§ **PROBLEM STATEMENT**
Reproduce the listing exactly, with no pictures in your copy.

## Begin

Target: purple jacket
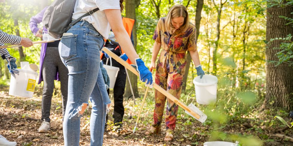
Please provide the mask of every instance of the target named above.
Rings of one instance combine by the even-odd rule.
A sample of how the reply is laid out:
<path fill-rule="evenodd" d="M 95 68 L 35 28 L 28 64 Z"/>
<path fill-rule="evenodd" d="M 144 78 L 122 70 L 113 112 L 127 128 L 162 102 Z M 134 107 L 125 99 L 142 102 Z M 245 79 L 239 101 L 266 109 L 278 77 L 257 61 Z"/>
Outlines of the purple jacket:
<path fill-rule="evenodd" d="M 44 13 L 47 10 L 48 7 L 46 7 L 39 13 L 30 18 L 30 20 L 29 24 L 30 27 L 30 30 L 33 33 L 34 35 L 36 34 L 39 30 L 38 28 L 38 24 L 40 23 L 43 19 L 43 16 Z M 45 33 L 48 33 L 48 30 L 45 27 L 43 28 L 43 31 Z M 43 81 L 43 74 L 42 73 L 42 67 L 43 66 L 43 63 L 44 62 L 44 59 L 45 58 L 45 55 L 46 54 L 46 50 L 47 48 L 47 43 L 42 43 L 42 47 L 41 49 L 41 55 L 40 58 L 40 75 L 39 79 L 38 84 L 41 83 Z M 55 77 L 55 80 L 59 80 L 59 74 L 58 73 L 58 69 L 56 72 L 56 76 Z"/>

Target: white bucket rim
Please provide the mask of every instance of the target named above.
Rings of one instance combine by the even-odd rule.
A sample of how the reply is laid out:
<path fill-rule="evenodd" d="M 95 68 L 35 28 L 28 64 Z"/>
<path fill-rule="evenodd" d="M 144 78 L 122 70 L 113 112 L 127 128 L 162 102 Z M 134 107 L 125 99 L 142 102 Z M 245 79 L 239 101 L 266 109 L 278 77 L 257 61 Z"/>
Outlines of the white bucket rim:
<path fill-rule="evenodd" d="M 28 74 L 31 74 L 37 76 L 38 73 L 37 72 L 33 72 L 32 71 L 28 70 L 27 69 L 15 69 L 16 70 L 18 70 L 19 71 L 19 72 L 23 72 Z"/>
<path fill-rule="evenodd" d="M 213 78 L 213 79 L 215 79 L 215 81 L 213 82 L 211 82 L 210 83 L 199 83 L 198 82 L 196 82 L 196 79 L 200 77 L 200 76 L 198 76 L 197 77 L 195 77 L 195 78 L 194 78 L 194 79 L 193 79 L 193 84 L 194 84 L 194 85 L 196 85 L 197 86 L 210 86 L 211 85 L 212 85 L 214 84 L 216 84 L 217 83 L 218 83 L 218 78 L 217 78 L 217 77 L 216 77 L 216 76 L 213 75 L 211 75 L 210 74 L 205 74 L 204 75 L 204 76 L 209 76 Z"/>

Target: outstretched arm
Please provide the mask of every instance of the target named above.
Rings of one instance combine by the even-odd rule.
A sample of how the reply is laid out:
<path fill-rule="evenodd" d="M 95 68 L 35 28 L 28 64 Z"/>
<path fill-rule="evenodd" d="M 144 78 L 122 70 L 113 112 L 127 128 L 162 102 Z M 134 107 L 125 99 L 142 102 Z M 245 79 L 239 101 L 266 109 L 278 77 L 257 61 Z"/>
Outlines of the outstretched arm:
<path fill-rule="evenodd" d="M 135 59 L 139 57 L 134 49 L 129 36 L 123 26 L 120 10 L 106 9 L 104 11 L 117 41 L 123 48 L 130 61 L 135 62 Z"/>

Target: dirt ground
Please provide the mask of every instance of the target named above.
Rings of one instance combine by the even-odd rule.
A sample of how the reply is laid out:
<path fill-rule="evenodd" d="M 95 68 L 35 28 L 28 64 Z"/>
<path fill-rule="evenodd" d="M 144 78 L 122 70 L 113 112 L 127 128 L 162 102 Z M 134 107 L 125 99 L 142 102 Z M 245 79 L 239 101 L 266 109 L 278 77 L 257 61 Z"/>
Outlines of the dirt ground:
<path fill-rule="evenodd" d="M 45 133 L 38 132 L 42 123 L 41 89 L 36 88 L 32 98 L 26 98 L 8 95 L 7 87 L 1 87 L 0 92 L 0 134 L 10 141 L 16 141 L 18 145 L 57 146 L 64 144 L 62 131 L 62 103 L 61 99 L 57 97 L 59 93 L 55 94 L 52 100 L 51 106 L 51 130 Z M 151 94 L 153 92 L 150 91 Z M 153 93 L 152 93 L 153 94 Z M 112 94 L 110 98 L 113 100 Z M 133 134 L 142 99 L 137 99 L 137 104 L 133 101 L 124 102 L 125 114 L 123 118 L 123 130 L 119 133 L 113 130 L 113 118 L 109 116 L 109 126 L 104 136 L 103 145 L 106 146 L 145 145 L 203 145 L 209 140 L 209 126 L 199 122 L 189 122 L 190 118 L 187 114 L 178 112 L 176 129 L 173 141 L 164 141 L 165 131 L 158 135 L 146 136 L 144 133 L 149 128 L 152 121 L 153 102 L 152 99 L 146 102 L 150 104 L 146 108 L 141 116 L 140 123 L 135 133 Z M 151 104 L 151 105 L 150 104 Z M 110 113 L 113 111 L 111 106 Z M 89 119 L 90 112 L 86 111 L 82 118 L 80 125 L 80 145 L 90 145 Z M 110 114 L 111 115 L 111 114 Z M 109 115 L 110 116 L 110 115 Z M 164 123 L 162 127 L 164 127 Z M 228 133 L 244 133 L 243 126 L 231 125 L 225 128 Z M 264 143 L 265 145 L 293 145 L 292 143 L 280 139 Z"/>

## End

§ **COMPLETE RESPONSE**
Target: purple jacket
Please provide the mask of every instance of the target named above.
Rings of one instance combine by the even-odd rule.
A sample of how the reply is laid out:
<path fill-rule="evenodd" d="M 95 68 L 35 28 L 28 64 Z"/>
<path fill-rule="evenodd" d="M 144 78 L 122 70 L 113 112 L 127 128 L 162 102 Z M 134 107 L 125 99 L 142 102 Z M 245 79 L 239 101 L 266 109 L 278 77 L 257 61 Z"/>
Outlines of the purple jacket:
<path fill-rule="evenodd" d="M 44 13 L 47 10 L 48 7 L 46 7 L 39 13 L 30 18 L 30 20 L 29 24 L 30 27 L 30 30 L 33 33 L 34 35 L 36 34 L 39 30 L 38 28 L 38 24 L 40 23 L 43 19 L 43 16 Z M 45 33 L 48 33 L 48 30 L 45 27 L 43 28 L 43 31 Z M 43 81 L 43 74 L 42 73 L 42 67 L 43 66 L 43 63 L 44 62 L 44 59 L 45 58 L 45 55 L 46 54 L 46 50 L 47 48 L 47 43 L 42 43 L 42 47 L 41 49 L 41 55 L 40 58 L 40 75 L 39 79 L 38 84 L 41 83 Z M 55 77 L 55 80 L 59 80 L 59 74 L 58 73 L 58 69 L 56 72 L 56 76 Z"/>

Target: white bucket rim
Please provide the mask of every instance of the target named above.
Rings of one instance combine by the even-odd rule.
A sample of how the reply is laid out:
<path fill-rule="evenodd" d="M 95 68 L 35 28 L 28 64 Z"/>
<path fill-rule="evenodd" d="M 144 78 L 122 70 L 113 112 L 127 128 L 162 102 Z M 134 107 L 125 99 L 142 102 Z M 245 79 L 239 101 L 266 109 L 278 77 L 257 61 Z"/>
Outlines of the white bucket rim:
<path fill-rule="evenodd" d="M 28 74 L 31 74 L 37 76 L 38 73 L 37 72 L 33 72 L 32 71 L 28 70 L 27 69 L 15 69 L 16 70 L 18 70 L 19 71 L 19 72 L 23 72 Z"/>
<path fill-rule="evenodd" d="M 213 78 L 213 79 L 215 79 L 215 81 L 213 82 L 211 82 L 210 83 L 199 83 L 198 82 L 196 82 L 196 79 L 200 77 L 200 76 L 198 76 L 197 77 L 195 77 L 195 78 L 194 78 L 194 79 L 193 79 L 193 84 L 194 84 L 194 85 L 196 85 L 197 86 L 210 86 L 211 85 L 212 85 L 214 84 L 216 84 L 217 83 L 218 83 L 218 78 L 217 78 L 217 77 L 216 77 L 216 76 L 213 75 L 211 75 L 210 74 L 205 74 L 204 75 L 204 76 L 209 76 Z"/>

Target: outstretched arm
Please provide the mask of every instance of the target named above.
Rings of one instance combine by the even-odd rule.
A sample of how the reply is laid out:
<path fill-rule="evenodd" d="M 95 68 L 35 28 L 28 64 Z"/>
<path fill-rule="evenodd" d="M 144 78 L 122 70 L 113 112 L 127 128 L 162 102 Z M 134 107 L 125 99 L 142 102 Z M 245 79 L 239 101 L 266 109 L 278 77 L 257 61 Z"/>
Outlines of the outstretched arm:
<path fill-rule="evenodd" d="M 135 59 L 139 57 L 134 49 L 129 36 L 123 26 L 120 10 L 106 9 L 104 11 L 117 41 L 123 48 L 130 61 L 135 62 Z"/>

Target: dirt ground
Please provide the mask of every instance of the target named above.
Rings of one instance combine by the even-odd rule.
A sample of how the reply is laid out:
<path fill-rule="evenodd" d="M 95 68 L 35 28 L 28 64 Z"/>
<path fill-rule="evenodd" d="M 144 78 L 122 70 L 113 112 L 127 128 L 162 102 Z M 134 107 L 125 99 L 142 102 Z M 245 79 L 239 101 L 266 109 L 278 77 L 257 61 Z"/>
Outlines of the dirt ground:
<path fill-rule="evenodd" d="M 45 133 L 38 132 L 42 123 L 41 89 L 36 88 L 32 98 L 26 98 L 8 95 L 7 87 L 1 87 L 0 92 L 0 134 L 10 141 L 16 141 L 18 145 L 57 146 L 64 144 L 62 131 L 62 103 L 61 99 L 57 97 L 59 93 L 55 94 L 52 100 L 51 106 L 51 130 Z M 151 94 L 153 92 L 150 91 Z M 153 93 L 152 93 L 153 94 Z M 112 94 L 110 98 L 113 100 Z M 133 134 L 142 99 L 137 99 L 137 104 L 133 101 L 124 102 L 125 114 L 123 118 L 123 130 L 119 133 L 113 130 L 113 118 L 109 116 L 109 126 L 104 136 L 103 145 L 106 146 L 145 145 L 203 145 L 209 140 L 209 126 L 199 122 L 189 122 L 190 118 L 187 114 L 178 112 L 176 129 L 173 141 L 164 141 L 165 131 L 158 135 L 146 136 L 144 133 L 149 128 L 152 121 L 153 102 L 152 99 L 146 102 L 150 104 L 146 108 L 141 116 L 140 123 L 135 133 Z M 151 104 L 151 105 L 150 104 Z M 110 113 L 113 111 L 111 106 Z M 89 119 L 90 112 L 86 111 L 82 118 L 80 125 L 80 145 L 90 145 Z M 110 114 L 111 115 L 111 114 Z M 109 115 L 110 116 L 110 115 Z M 164 123 L 162 127 L 164 127 Z M 228 133 L 244 133 L 243 126 L 231 125 L 225 128 Z M 264 143 L 265 145 L 293 145 L 292 143 L 280 139 Z"/>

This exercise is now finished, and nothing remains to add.